### Text segment:
Knowledge

Knowledge Configuration

Define embedders, vector databases, knowledge bases, and bindings in project and workflow YAML.

Where Configuration Lives

Compozy loads knowledge resources from the same declarative YAML used across the platform:

  1. Project YAML – Declares embedders, vector databases, and knowledge bases under top-level arrays.
  2. Workflow YAML – Defines workflow-scoped knowledge bases or binds to project resources.
  3. Task & Agent YAML – Override retrieval parameters or select a different knowledge base per execution context.

All runtime code accesses configuration through config.FromContext(ctx); never rely on global singletons.

Declaring Embedders

compozy.yaml
embedders:
  - id: openai_default
    provider: openai
    model: text-embedding-3-small
    api_key: "{{ .env.OPENAI_API_KEY }}"
    config:
      batch_size: 64 # optional, overrides config.knowledge.embedder_batch_size
      timeout: 30s
  • provider must match a LangChain Go embedding client.
  • Secrets are always supplied through env interpolation—never commit keys to source control.
  • Default batch size, chunk size, and retrieval knobs fall back to config.knowledge.* when omitted.

Declaring Vector Databases

compozy.yaml
vector_dbs:
  - id: filesystem_faststart
    type: filesystem
  - id: pgvector_local
    type: pgvector
    config:
      dsn: "{{ .env.PGVECTOR_DSN }}"
      ensure_index: true
      table: knowledge_chunks
  • Use filesystem for quick starts and tests. Production workloads should use pgvector or qdrant.
  • Set ensure_index to automatically create the IVF/IVFFlat index; disable if migrations manage it elsewhere.
  • Keep DSNs inside environment variables to avoid leaking credentials.

Defining Knowledge Bases

compozy.yaml
knowledge_bases:
  - id: quickstart_docs
    embedder: openai_default
    vector_db: filesystem_faststart
    sources:
      - kind: markdown_glob
        glob: "docs/**/*.md"
    chunking:
      strategy: token
      size: 512   # falls back to config.knowledge.chunk_size when omitted
      overlap: 64 # falls back to config.knowledge.chunk_overlap when omitted
    retrieval:
      top_k: 5        # default k
      min_score: 0.2  # discard low-signal matches
      filters:
        tag: "policy" # optional exact-match tag filters

Each knowledge base references exactly one embedder and vector database. Supported sources in the MVP:

  • markdown_glob – Glob pattern relative to the project root.

### Recorded data:
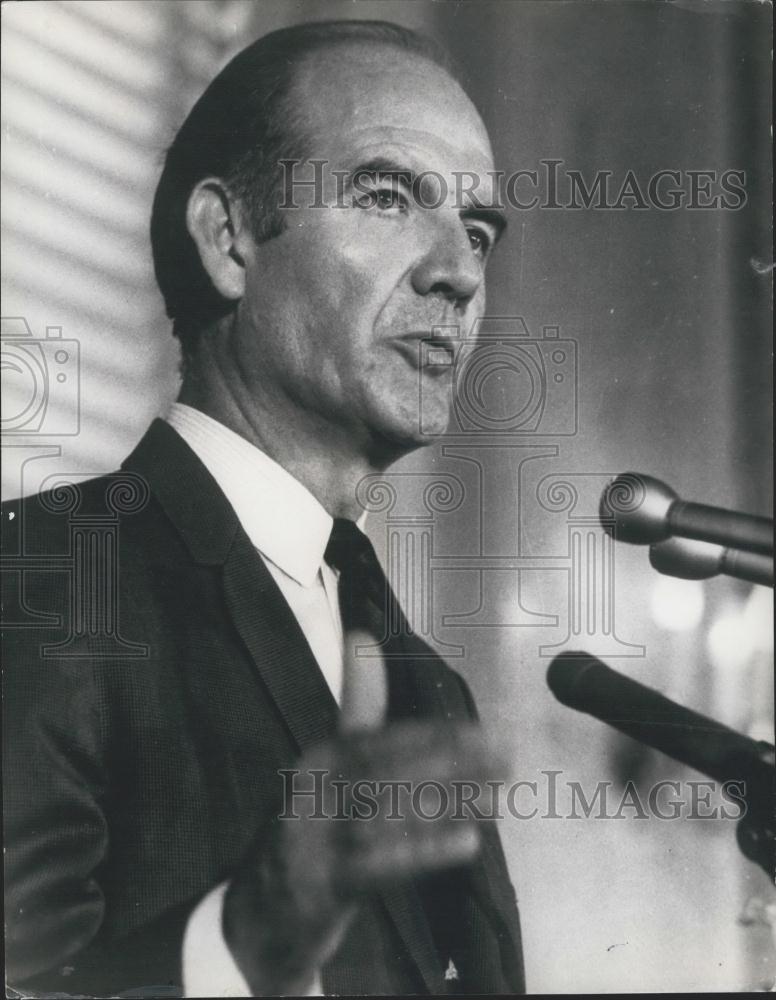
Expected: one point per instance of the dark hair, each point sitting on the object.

### What this exercise asks:
- a) Decide whether each statement agrees with the Compozy knowledge configuration page, answering yes or no and quoting the page's deciding words: (i) filesystem vector databases are recommended for production workloads; (ii) each knowledge base references exactly one embedder and one vector database; (iii) runtime code may rely on global singletons to read configuration.
- b) Rewrite everything in the Compozy knowledge configuration page from "Where Configuration Lives" down to "to project resources.", swapping "Project YAML" for "Project config".
- c) Write what comes next in the Compozy knowledge configuration page, picking up after its last line.
You won't need the listing.

### Responses per task:
- a)
(i) No: "Production workloads should use pgvector or qdrant."
(ii) Yes: "Each knowledge base references exactly one embedder and vector database."
(iii) No: "never rely on global singletons."

- b)
Where Configuration Lives

Compozy loads knowledge resources from the same declarative YAML used across the platform:

  1. Project config – Declares embedders, vector databases, and knowledge bases under top-level arrays.
  2. Workflow YAML – Defines workflow-scoped knowledge bases or binds to project resources.

- c)
  • url – HTTPS URL to a small, publicly reachable document (PDF, HTML, Markdown, etc.).
  • cloud_storage and media_transcript – Support for these sources is planned for a future release. Surface them in user docs only if your deployment enables the feature flag.

Binding Knowledge in Workflows, Tasks, and Agents

workflows/qa.yaml
id: qa
knowledge:
  id: quickstart_docs
  retrieval:
    top_k: 3
    min_score: 0.15
tasks:
  - id: answer
    type: basic
    agent: qa_agent
    knowledge:
      id: quickstart_docs
      retrieval:
        top_k: 4
agents:
  - id: qa_agent
    model: groq/llama-3.1-8b-instruct
    instructions: ./prompts/qa.md
    knowledge:
      id: quickstart_docs

Precedence Rules

1

Workflow binding

Defines the default knowledge base and retrieval parameters for all tasks and agents in the workflow.

2

Task override

Tasks can override the knowledge base ID or retrieval parameters for fine-grained control.

3

Agent override

Agent-level overrides apply when the agent executes outside task context (e.g., agent CLI).

Bindings inherit missing fields from their parent scope. The MVP supports a single knowledge binding per scope; multi-binding fanout is on the roadmap.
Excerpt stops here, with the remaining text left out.